Every line in the data below has to be repeated exactly; no picture belongs in the result.

** Opening Given records block **

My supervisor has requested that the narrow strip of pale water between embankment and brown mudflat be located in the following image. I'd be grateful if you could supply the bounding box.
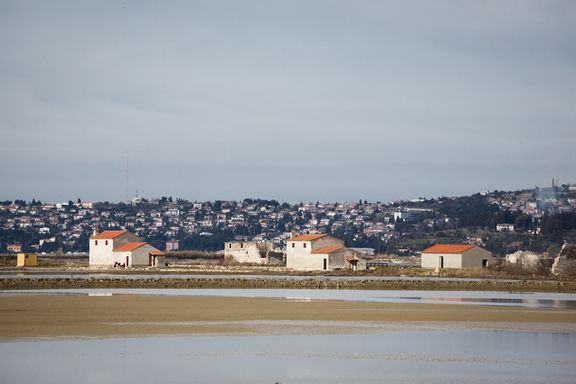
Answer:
[0,288,576,309]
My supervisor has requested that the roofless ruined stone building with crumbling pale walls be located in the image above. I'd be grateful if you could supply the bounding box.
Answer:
[224,241,284,265]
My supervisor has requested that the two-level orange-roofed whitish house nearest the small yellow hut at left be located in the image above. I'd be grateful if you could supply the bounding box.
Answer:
[89,231,165,267]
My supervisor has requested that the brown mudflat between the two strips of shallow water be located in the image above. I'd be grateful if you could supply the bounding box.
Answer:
[0,295,576,340]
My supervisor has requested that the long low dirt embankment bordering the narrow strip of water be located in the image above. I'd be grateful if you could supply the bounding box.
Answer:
[0,277,576,293]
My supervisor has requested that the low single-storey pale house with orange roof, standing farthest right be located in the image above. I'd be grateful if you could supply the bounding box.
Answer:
[422,244,493,269]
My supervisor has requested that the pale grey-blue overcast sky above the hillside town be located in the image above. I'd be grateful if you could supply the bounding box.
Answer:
[0,0,576,203]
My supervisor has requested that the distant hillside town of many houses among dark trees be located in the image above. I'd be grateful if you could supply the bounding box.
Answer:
[0,184,576,256]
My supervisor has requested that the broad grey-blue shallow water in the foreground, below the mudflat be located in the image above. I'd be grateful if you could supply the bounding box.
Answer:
[0,328,576,384]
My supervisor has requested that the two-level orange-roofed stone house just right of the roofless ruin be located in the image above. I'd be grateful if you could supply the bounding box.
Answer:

** Closing Given records block **

- Solution to this exercise:
My supervisor has requested that the narrow strip of pale water between embankment and brown mudflat be located in the following image. I'd be grateful if you could supply the bounding box.
Answer:
[0,288,576,309]
My supervisor has requested that the roofless ruined stone building with crumbling pale walls be located in the image above. I'd be grateful if you could supply the bounding box.
Answer:
[224,241,284,265]
My supervisor has requested that the two-level orange-roofed whitish house nearest the small yellow hut at left be located in the image above. I'd be grateful if you could supply the bounding box.
Answer:
[89,231,165,267]
My supervisor has requested that the brown mudflat between the two strips of shallow water be located in the image above. I'd be grateful if you could supply the bounding box.
Answer:
[0,295,576,340]
My supervisor has requested that the long low dirt embankment bordering the narrow strip of water be located in the image above. I'd be grateful if you could supply the bounding box.
Answer:
[0,277,576,293]
My supervisor has requested that the low single-storey pale house with orange roof, standing farthest right be located in the image above. I'd be grateful if you could supply the bounding box.
Answer:
[422,244,493,269]
My supervisor has requested that the pale grey-blue overcast sky above the hillside town be located in the image above. I'd be grateful if you could supply the bounding box.
Answer:
[0,0,576,203]
My supervisor has requested that the distant hillside town of many houses among dark trees be located in the image above. I'd be grateful if you could supply the bounding box.
Answer:
[0,184,576,256]
My supervisor has requested that the broad grey-blue shallow water in the foreground, below the mudflat be located in the image above. I'd be grateful if you could supply the bounding box.
Answer:
[0,328,576,384]
My supervisor has requested that the two-level orange-roofed stone house just right of the roofless ruin be located in the image above. I'd be grateful if you could supply the bounding box.
Answer:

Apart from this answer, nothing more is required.